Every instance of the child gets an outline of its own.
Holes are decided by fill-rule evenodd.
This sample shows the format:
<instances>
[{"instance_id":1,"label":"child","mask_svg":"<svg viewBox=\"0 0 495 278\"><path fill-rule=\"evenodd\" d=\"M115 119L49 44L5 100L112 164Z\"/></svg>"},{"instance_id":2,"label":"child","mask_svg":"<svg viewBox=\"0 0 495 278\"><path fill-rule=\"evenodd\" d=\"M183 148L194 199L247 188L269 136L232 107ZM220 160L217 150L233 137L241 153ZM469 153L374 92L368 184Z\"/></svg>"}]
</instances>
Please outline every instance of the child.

▸ **Task goal**
Substitute "contour" for "outline" throughout the lines above, keeping everything else the same.

▸ **Solution**
Every instance of the child gets an contour of its own.
Holes are decided by fill-rule evenodd.
This sample shows the format:
<instances>
[{"instance_id":1,"label":"child","mask_svg":"<svg viewBox=\"0 0 495 278\"><path fill-rule=\"evenodd\" d=\"M115 119L49 44L5 100L112 164Z\"/></svg>"},{"instance_id":2,"label":"child","mask_svg":"<svg viewBox=\"0 0 495 278\"><path fill-rule=\"evenodd\" d=\"M183 148L194 199L247 188L269 136L232 107ZM220 160L217 150L233 137L241 153ZM469 153L374 92L368 184Z\"/></svg>"}]
</instances>
Please contour every instance of the child.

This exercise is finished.